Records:
# # # #
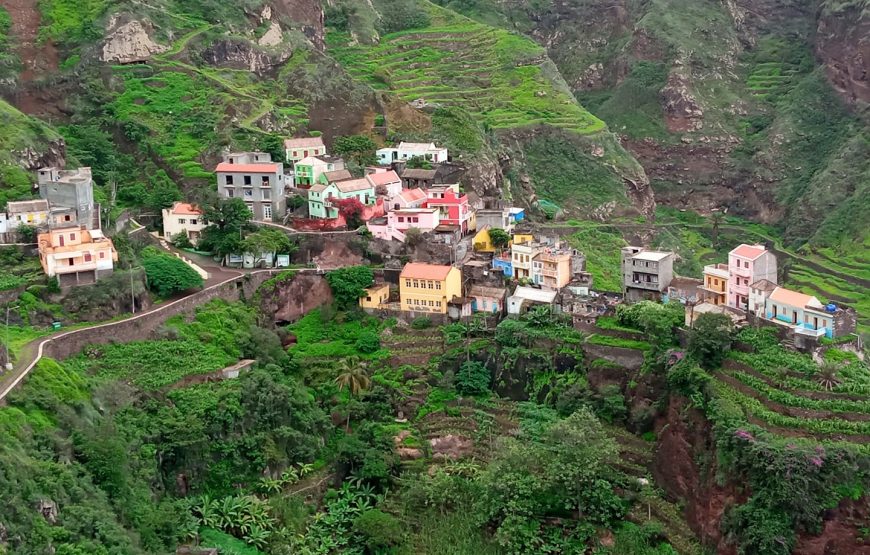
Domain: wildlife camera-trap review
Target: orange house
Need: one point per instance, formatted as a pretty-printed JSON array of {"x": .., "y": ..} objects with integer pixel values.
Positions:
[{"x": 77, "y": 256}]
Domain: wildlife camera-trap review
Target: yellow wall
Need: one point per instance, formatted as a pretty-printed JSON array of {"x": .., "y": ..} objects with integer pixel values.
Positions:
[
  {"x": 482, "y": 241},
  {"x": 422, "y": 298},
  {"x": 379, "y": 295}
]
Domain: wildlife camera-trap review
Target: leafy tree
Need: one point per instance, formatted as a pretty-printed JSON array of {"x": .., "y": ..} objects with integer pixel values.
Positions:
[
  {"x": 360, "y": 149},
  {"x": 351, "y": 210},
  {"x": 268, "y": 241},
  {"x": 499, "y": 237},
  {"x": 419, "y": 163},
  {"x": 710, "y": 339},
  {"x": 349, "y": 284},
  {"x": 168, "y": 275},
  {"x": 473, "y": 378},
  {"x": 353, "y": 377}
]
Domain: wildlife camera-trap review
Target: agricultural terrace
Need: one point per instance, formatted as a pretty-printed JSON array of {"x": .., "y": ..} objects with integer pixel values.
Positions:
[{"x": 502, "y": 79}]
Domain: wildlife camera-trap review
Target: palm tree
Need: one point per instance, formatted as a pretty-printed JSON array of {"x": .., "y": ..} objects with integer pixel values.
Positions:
# # # #
### YOUR GOAL
Quote the preceding listing precisely and completely, omitting its images.

### TASK ANSWER
Domain: wildlife camera-trap review
Target: orange house
Need: one point per instance, formatted as a pretty-printed JSON array of {"x": .., "y": ..} objects with integer pixel values.
Positions:
[{"x": 77, "y": 256}]
Domain: wildlife camera-trap review
Target: yellow wall
Need: one point per instance, formatted as a pretty-printed JSON array of {"x": .., "y": ..} objects with integer pixel values.
Positions:
[
  {"x": 482, "y": 241},
  {"x": 422, "y": 298},
  {"x": 379, "y": 295}
]
Domain: wildlife camera-trap review
Target: leafy tree
Need: one point per instance, formatted as a pretty-printed JSON array of {"x": .., "y": ..} objects with integer pixel values.
Positions:
[
  {"x": 360, "y": 149},
  {"x": 351, "y": 210},
  {"x": 268, "y": 241},
  {"x": 499, "y": 237},
  {"x": 419, "y": 163},
  {"x": 710, "y": 339},
  {"x": 349, "y": 284},
  {"x": 168, "y": 275},
  {"x": 473, "y": 378},
  {"x": 353, "y": 377}
]
Domain: wildlife camera-trap review
Target: agricultural terrace
Need: one point per instance, formatted as a pretty-printed JSON array of {"x": .., "y": ..} objects with integer pixel values.
Positions:
[{"x": 502, "y": 79}]
Domain: wildlife camera-trap review
Target: palm tree
Need: one point per instance, formatted as a pretty-printed JSON array of {"x": .., "y": ..} objects with integer pixel values.
Positions:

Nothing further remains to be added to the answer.